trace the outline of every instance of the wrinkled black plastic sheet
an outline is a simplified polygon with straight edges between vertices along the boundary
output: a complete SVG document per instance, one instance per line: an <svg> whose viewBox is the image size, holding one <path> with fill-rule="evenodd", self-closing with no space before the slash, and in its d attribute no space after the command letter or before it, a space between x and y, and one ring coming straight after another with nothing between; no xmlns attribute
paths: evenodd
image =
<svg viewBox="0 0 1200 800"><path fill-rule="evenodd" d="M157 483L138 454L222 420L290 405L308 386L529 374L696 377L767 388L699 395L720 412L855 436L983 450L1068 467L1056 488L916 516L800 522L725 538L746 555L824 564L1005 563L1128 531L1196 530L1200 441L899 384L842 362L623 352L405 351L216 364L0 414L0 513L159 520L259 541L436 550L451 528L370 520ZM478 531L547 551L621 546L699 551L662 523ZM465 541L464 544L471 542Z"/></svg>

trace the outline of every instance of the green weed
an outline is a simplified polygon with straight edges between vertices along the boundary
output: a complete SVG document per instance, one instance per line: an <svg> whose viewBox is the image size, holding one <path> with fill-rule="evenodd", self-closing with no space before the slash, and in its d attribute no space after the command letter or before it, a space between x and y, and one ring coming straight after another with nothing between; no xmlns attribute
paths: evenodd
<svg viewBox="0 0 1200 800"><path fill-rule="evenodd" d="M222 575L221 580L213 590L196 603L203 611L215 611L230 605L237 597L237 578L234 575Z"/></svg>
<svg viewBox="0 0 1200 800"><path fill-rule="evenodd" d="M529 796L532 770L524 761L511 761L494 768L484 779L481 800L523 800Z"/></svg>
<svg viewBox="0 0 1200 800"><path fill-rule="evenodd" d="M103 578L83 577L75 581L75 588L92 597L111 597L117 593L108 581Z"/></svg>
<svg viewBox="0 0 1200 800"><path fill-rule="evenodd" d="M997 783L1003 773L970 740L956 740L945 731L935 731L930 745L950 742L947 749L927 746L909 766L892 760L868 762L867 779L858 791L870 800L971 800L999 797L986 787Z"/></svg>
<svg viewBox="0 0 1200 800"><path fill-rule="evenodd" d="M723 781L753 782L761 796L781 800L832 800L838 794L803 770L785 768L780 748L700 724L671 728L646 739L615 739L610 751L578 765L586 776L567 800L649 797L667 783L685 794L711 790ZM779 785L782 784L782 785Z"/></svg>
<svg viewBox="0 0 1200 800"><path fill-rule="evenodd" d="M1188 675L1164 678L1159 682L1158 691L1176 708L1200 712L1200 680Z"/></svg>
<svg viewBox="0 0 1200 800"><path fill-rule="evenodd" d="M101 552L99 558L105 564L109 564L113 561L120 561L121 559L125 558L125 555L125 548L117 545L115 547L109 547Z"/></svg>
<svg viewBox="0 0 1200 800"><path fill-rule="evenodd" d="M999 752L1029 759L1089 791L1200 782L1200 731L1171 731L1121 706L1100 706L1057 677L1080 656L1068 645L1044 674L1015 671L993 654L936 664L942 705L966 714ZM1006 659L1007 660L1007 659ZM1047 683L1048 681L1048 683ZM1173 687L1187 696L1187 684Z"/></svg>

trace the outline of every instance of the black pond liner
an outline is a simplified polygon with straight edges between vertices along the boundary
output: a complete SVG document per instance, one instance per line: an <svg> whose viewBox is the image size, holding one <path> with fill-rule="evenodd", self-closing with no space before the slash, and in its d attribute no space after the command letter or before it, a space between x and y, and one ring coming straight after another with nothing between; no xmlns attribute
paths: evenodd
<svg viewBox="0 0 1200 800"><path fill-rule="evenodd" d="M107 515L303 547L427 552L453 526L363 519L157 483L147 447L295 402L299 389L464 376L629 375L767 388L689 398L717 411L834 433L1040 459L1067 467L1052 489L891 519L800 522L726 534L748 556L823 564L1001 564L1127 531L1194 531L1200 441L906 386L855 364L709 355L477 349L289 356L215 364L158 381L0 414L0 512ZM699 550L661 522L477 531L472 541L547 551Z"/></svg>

**EXERCISE PROMPT**
After the last line of the data, restate all the entries verbatim.

**RESULT FOR THIS TASK**
trace the outline of every instance of the wrinkled black plastic sheet
an outline is a simplified polygon with straight edges between vertices along the boundary
output: a complete SVG document per instance, one instance per line: an <svg> whose viewBox is the image size, holding one <path> with fill-rule="evenodd", self-closing with no space before the slash, and in its d attribute no space after the command letter or before it, a space between x and y, and one ring coming straight after another with nothing between; no xmlns attribute
paths: evenodd
image =
<svg viewBox="0 0 1200 800"><path fill-rule="evenodd" d="M157 483L138 454L222 420L290 405L308 386L529 374L696 377L767 388L699 395L720 412L855 436L983 450L1068 467L1056 488L916 516L800 522L725 538L746 555L824 564L1005 563L1128 531L1196 530L1200 441L899 384L842 362L623 352L405 351L216 364L0 414L0 513L159 520L259 541L436 550L451 528L370 520ZM478 531L547 551L621 546L699 551L662 523ZM465 541L464 544L471 542Z"/></svg>

trace the outline of every instance of the green weed
an outline is a simplified polygon with straight edges between vertices along the boundary
output: a complete SVG document per instance, one instance per line: an <svg> whose viewBox is the image size, holding one <path> with fill-rule="evenodd", self-closing with no space before the slash, and in its d attribute no space after the command letter or before it, a space between x and y, and one ring coming straight after another with nothing between; no xmlns attribute
paths: evenodd
<svg viewBox="0 0 1200 800"><path fill-rule="evenodd" d="M222 575L221 580L213 590L196 603L203 611L215 611L230 605L237 597L237 578L234 575Z"/></svg>
<svg viewBox="0 0 1200 800"><path fill-rule="evenodd" d="M529 796L532 770L524 761L511 761L494 768L484 779L481 800L523 800Z"/></svg>
<svg viewBox="0 0 1200 800"><path fill-rule="evenodd" d="M103 578L83 577L75 581L75 588L92 597L111 597L117 593L108 581Z"/></svg>
<svg viewBox="0 0 1200 800"><path fill-rule="evenodd" d="M997 783L1003 773L970 740L956 740L945 731L935 731L930 745L950 742L947 749L927 746L909 766L892 760L868 762L867 779L858 791L870 800L971 800L999 797L986 787Z"/></svg>
<svg viewBox="0 0 1200 800"><path fill-rule="evenodd" d="M723 781L753 782L761 796L781 800L832 800L838 794L803 770L785 768L780 748L700 724L671 728L646 739L615 739L610 751L578 765L586 776L567 800L649 797L667 783L685 794L711 790ZM779 785L782 784L782 785Z"/></svg>
<svg viewBox="0 0 1200 800"><path fill-rule="evenodd" d="M1188 675L1164 678L1159 682L1158 691L1176 708L1200 712L1200 680Z"/></svg>
<svg viewBox="0 0 1200 800"><path fill-rule="evenodd" d="M101 552L99 558L105 564L109 564L113 561L120 561L121 559L125 558L125 555L125 548L117 545L115 547L109 547Z"/></svg>
<svg viewBox="0 0 1200 800"><path fill-rule="evenodd" d="M999 752L1029 759L1089 791L1200 782L1200 731L1171 731L1121 706L1100 706L1057 677L1080 656L1068 645L1044 674L1015 671L993 654L936 664L942 705L966 714ZM1006 659L1007 660L1007 659ZM1047 683L1048 681L1048 683ZM1173 687L1187 696L1187 684Z"/></svg>

trace the outline of every instance of the black pond liner
an outline is a simplified polygon with straight edges between vertices along the boundary
output: a complete SVG document per instance, one instance per line: an <svg> whose viewBox is the image size, holding one <path> with fill-rule="evenodd", self-closing with no space before the slash, and in its d attribute no space after the command letter or before it, a space between x and y, and one ring coming straight after another with nothing between; no xmlns attribute
paths: evenodd
<svg viewBox="0 0 1200 800"><path fill-rule="evenodd" d="M107 515L303 547L427 552L453 526L363 519L157 483L147 447L295 402L299 389L464 376L629 375L767 388L689 398L717 411L834 433L1040 459L1067 467L1052 489L891 519L800 522L726 534L748 556L823 564L1001 564L1127 531L1194 531L1200 441L906 386L855 364L709 355L477 349L289 356L215 364L158 381L0 414L0 512ZM699 550L661 522L477 531L472 541L547 551Z"/></svg>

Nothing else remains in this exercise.